═════ TEXT

By Kosta Pappas
Whether for work or family, we travel a lot here at VP, so much so we’ve created a blog series titled “Travels with VP” that reflect on our adventures — whether it’s as simple as a recommendation for a brewery with a great IPA on tap or the exploration of a MEP-related topic unique to a locale. We hope you enjoy this first installment!
In the past several weeks, travels for both work and family took me to New York, Washington, DC and Texas. While normally, these locations are vastly different, they clearly had one distinct thing in common this trip: the heat. It was stifling, and now that I’m home, it doesn’t appear as if it will relent anytime soon. Given this, we thought it would be appropriate to explore the history of the device that not only makes part of our jobs possible, but makes this intolerable heat tolerable: the air conditioner.
THE HISTORY OF AIR-CONDITIONING
As with many inventions, the air conditioner was born out of necessity. In the 1840s, Dr. John Gorrie of Apalachicola, Florida struggled to treat victims of malaria ravaged by high fevers. Theorizing that relieving patients of “the evils of high temperatures” was key to not only treating the disease, but preventing it as well, he created and later received a patent in 1851 for his refrigerating machine that made ice and cooled the air. His invention was not well-received, and sadly, following the death of his financial backer, Gorrie was unsuccessful in bringing his invention to the masses.
Decades after Gorrie first introduced the idea of artificial cooling, astronomer Simon Newcomb advanced the premise further after President James A. Garfield lay dying of multiple gunshot wounds in a stifling hot sickroom. To cool the president, Newcomb and a team of naval engineers assembled a machine that used six tons of ice to cool the passing air. While effective — it lowered the room’s temp from 95 to 75 degrees — it consumed ice in such quantities nearly impossible to maintain during that time period. Another two decades passed before the breakthrough that would form the foundation for today’s air conditioning systems would occur.

══════════
═════ MATERIAL SHOWN

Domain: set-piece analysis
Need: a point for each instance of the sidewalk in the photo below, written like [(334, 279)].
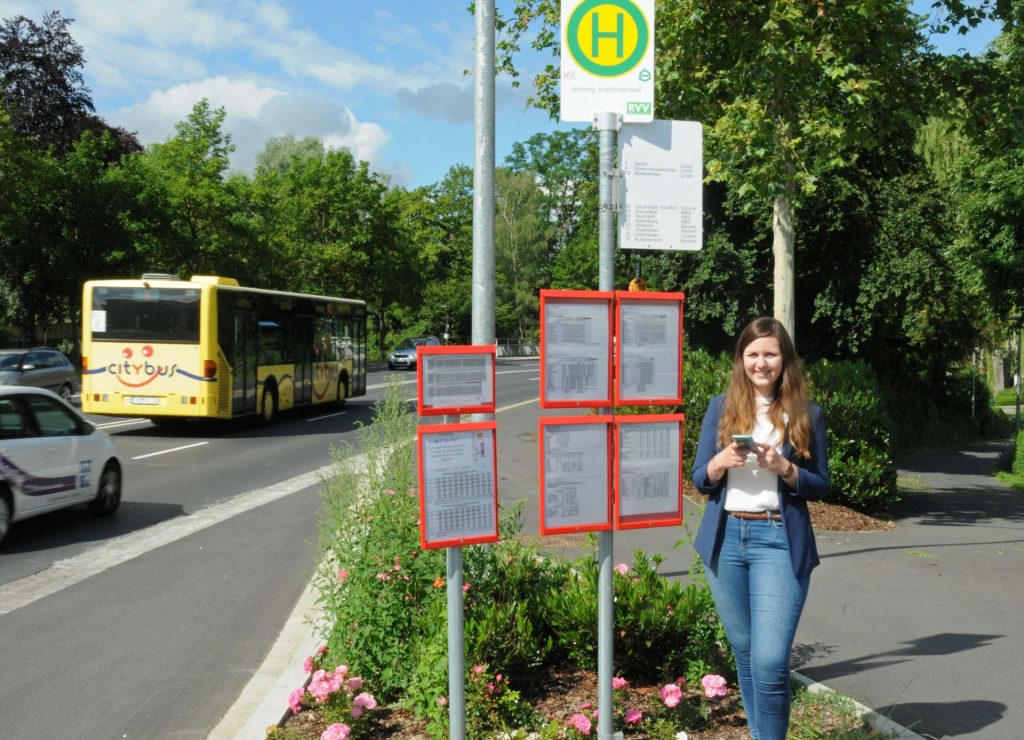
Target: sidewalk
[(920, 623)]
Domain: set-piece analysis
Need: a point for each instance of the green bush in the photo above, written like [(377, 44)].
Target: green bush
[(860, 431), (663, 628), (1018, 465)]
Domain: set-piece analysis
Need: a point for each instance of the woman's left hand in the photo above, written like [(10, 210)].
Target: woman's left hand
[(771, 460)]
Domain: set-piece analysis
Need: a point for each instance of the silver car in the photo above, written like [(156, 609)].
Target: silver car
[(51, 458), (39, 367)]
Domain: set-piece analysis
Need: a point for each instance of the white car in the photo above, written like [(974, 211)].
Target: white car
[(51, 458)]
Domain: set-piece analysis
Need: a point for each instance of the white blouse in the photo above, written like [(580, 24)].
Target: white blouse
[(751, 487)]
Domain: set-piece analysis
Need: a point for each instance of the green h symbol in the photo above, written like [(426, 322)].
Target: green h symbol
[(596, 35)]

══════════
═════ MATERIAL SHOWN

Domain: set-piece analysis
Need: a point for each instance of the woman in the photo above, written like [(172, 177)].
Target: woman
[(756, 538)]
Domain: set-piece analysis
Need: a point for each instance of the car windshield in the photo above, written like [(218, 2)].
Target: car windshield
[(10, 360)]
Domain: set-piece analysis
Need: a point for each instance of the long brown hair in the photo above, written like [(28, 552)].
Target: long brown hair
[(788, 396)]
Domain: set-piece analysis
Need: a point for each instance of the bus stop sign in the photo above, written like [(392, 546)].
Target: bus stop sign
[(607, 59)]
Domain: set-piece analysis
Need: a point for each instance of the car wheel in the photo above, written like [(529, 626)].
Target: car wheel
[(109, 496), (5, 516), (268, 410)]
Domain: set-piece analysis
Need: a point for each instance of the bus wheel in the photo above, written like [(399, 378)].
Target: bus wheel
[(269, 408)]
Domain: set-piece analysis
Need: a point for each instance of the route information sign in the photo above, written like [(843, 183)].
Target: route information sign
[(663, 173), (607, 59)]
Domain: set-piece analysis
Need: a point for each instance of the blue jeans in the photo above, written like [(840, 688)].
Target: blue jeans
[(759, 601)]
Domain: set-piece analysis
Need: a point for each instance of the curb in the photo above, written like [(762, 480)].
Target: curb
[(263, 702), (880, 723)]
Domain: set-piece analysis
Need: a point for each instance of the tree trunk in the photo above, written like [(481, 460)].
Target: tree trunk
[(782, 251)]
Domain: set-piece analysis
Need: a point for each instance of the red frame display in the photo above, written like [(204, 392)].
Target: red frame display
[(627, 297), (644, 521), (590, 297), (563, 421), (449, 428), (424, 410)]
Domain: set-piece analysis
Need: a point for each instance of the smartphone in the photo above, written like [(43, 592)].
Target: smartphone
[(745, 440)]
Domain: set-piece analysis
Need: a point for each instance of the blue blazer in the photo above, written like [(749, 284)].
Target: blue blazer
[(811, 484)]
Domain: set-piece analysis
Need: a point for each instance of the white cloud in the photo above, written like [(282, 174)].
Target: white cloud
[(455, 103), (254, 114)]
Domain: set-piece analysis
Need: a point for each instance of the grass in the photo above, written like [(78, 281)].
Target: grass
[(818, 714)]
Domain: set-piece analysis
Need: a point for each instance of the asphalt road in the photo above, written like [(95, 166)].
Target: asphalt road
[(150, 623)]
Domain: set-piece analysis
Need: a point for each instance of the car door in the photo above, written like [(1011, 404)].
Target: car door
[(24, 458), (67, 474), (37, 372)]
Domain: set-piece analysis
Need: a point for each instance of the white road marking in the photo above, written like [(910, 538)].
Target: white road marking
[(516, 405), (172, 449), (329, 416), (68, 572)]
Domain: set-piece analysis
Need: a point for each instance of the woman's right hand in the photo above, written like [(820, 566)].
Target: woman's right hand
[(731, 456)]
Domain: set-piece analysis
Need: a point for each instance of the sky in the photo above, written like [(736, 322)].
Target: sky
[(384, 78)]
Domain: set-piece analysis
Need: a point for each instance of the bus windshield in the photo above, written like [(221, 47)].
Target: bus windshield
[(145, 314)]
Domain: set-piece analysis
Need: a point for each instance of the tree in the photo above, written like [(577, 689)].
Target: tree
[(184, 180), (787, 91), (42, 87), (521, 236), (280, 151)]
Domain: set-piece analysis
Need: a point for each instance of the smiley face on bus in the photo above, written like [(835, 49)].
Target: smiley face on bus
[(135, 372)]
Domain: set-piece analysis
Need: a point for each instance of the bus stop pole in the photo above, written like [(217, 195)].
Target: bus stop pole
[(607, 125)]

══════════

--- REQUIRED TASKS ---
• a. Name every person mentioned in the blog post.
• b. Write out the blog post word for word, everything from "In the past" down to "the air conditioner.".
Rely only on the text for the work here.

--- TASK-BY-TASK OUTPUTS ---
• a. Kosta Pappas, Dr. John Gorrie, Simon Newcomb, and President James A. Garfield

• b.
In the past several weeks, travels for both work and family took me to New York, Washington, DC and Texas. While normally, these locations are vastly different, they clearly had one distinct thing in common this trip: the heat. It was stifling, and now that I’m home, it doesn’t appear as if it will relent anytime soon. Given this, we thought it would be appropriate to explore the history of the device that not only makes part of our jobs possible, but makes this intolerable heat tolerable: the air conditioner.